─── Passage given ───

Peculiar working of '*' in regex expression

Question

While writing a regex pattern for substituting all the continuos '1's and single '1's as 's'. I found this quite confusing ,usage of '+' (used for matching 1 or more ) gave expected result, but '*' gave strange result

>>> l='100'
>>> import re
>>> j=re.compile(r'(1)*')    
>>> m=j.sub('*',l)
>>> m
'*0*0*'

While usage of '+' gave expected result.

>>> l='100'
>>> j=re.compile(r'1+')
>>> m=j.sub('*',l)
>>> m
'*00'

how does '*' in regex gives this, while its behaviour is to match 0 or more.

Answer 1

(1)* means "match 0 or more 1's". So for 100 it matches the 1, the empty string between 0 and 0, and the empty string after the last 0. You then replace the empty strings with '*'. 1+ requires at least one 1 in the match, so it won't match the boundary between characters.

For those readers curious, yes the python output is *0*0* and not **0*0*. Here is a test python script to play with. (Regex101 has the wrong output for this, because it does not use an actual python regex engine. Online Regex testers will usually use PCRE (which is provided in PHP and Apache HTTP Server), and fake the target regex engine. Always test your regex in live code!)

Here you can see in JavaScript the output will be **0*0* (it will match the empty string between 1 and 0 as a new match) This is a prime example of why 'regex flavor' is important. Different engines use slightly different rules. (in this case, if the new match starts at 0 or the character boundary)

console.log("100".replace(/(1)*/g, '*'))

Answer 2

regex = r"1*"
p = re.compile(regex)
test_str = "100"
for m in p.finditer(test_str):
    print(m.start(), m.group())

─── Recorded information ───

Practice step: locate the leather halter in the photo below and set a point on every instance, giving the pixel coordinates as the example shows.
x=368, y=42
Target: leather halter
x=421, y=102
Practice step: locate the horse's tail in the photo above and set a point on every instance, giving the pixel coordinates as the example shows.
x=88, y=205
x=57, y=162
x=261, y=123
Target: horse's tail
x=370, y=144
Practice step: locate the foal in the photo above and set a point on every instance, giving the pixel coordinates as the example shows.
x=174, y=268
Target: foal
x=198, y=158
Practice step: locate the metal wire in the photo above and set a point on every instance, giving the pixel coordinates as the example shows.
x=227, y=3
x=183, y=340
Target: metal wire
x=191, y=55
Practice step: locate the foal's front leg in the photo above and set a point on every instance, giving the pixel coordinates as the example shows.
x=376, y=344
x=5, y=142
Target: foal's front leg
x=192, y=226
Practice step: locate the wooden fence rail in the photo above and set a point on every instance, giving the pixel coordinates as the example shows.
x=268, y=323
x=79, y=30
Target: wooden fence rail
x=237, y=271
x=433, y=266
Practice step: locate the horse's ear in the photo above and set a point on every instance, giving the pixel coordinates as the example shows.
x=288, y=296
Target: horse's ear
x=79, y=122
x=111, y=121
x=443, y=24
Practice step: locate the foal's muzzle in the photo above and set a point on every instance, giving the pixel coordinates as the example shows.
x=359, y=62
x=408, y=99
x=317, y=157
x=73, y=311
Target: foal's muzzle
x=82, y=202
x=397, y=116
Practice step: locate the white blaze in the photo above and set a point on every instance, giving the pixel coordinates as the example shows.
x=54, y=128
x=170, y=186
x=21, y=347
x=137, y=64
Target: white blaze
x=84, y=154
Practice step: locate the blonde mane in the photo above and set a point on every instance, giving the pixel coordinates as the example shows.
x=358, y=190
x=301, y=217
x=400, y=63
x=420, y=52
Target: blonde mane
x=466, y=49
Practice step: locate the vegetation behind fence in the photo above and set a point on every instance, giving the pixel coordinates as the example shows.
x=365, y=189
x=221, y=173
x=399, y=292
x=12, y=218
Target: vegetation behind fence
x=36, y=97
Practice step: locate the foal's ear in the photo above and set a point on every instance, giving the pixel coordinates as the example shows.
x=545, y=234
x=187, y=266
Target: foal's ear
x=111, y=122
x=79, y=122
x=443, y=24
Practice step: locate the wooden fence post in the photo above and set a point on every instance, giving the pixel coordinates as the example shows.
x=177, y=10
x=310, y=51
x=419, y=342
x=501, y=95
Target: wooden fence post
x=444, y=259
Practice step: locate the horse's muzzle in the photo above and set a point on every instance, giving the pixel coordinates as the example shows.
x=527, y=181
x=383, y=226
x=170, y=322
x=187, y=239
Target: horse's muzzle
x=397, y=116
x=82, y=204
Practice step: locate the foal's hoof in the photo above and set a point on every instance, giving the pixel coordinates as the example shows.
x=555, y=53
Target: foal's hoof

───

=== What to work on ===
**A)** In the thread on '*' in regex, what output does JavaScript give when "100" is run through the '(1)*' replacement?
**B)** Turn the paragraph of the regex thread that begins "For those readers curious" into a short bulleted list that keeps its main facts.
**C)** Carry on the thread about '*' in regex from the point where it stops.
None of the items are needed here.

=== Expected answers ===
**A)** **0*0*

**B)**
- The Python output is *0*0*, not **0*0*.
- A test Python script is offered to experiment with.
- Regex101 gives the wrong output because it does not use an actual Python regex engine.
- Online regex testers usually use PCRE (provided in PHP and Apache HTTP Server) and fake the target engine.
- Always test regex in live code.

**C)**
Outputs 4 matches (that's why regex101 shows 4 matches):

0 1
1 
2 
3 

While re.sub() replaces 3 positions which is a cause of re.sub() advancing after a zero-length match (Python doc):

sub(pattern, repl, string, count=0, flags=0)

Return the string obtained by replacing the leftmost non-overlapping occurrences of pattern in string by the replacement repl.

...

Empty matches for the pattern are replaced only when not adjacent to a previous match, so sub('x*', '-', 'abc') returns '-a-b-c-'.

What does a non-overlapping occurrence mean? It means when:

the first match ended at the start of the string, where the first match attempt began. The regex engine needs a way to avoid getting stuck in an infinite loop that forever finds the same zero-length match at the start of the string.

The simplest solution, which is used by most regex engines, is to start the next match attempt one character after the end of the previous match, if the previous match was zero-length.

In this case, the second match attempt begins at the position between the 1 and the 0 in the string, hence the difference.

Answer 3

Beware of patterns that can match nothing. This isn't well-defined, so the behaviour varies by engine. For example, you get a different result in Perl.

$ perl -e'CORE::say "100" =~ s/1*/\*/rg'
**0*0*

1. At position 0, it matches 1 character.
2. At position 1, it matches 0 characters.
3. [Forced to advance to avoid infinite loop]
4. At position 2, it matches 0 characters.
5. [Forced to advance to avoid infinite loop]
6. At position 3, it matches 0 characters.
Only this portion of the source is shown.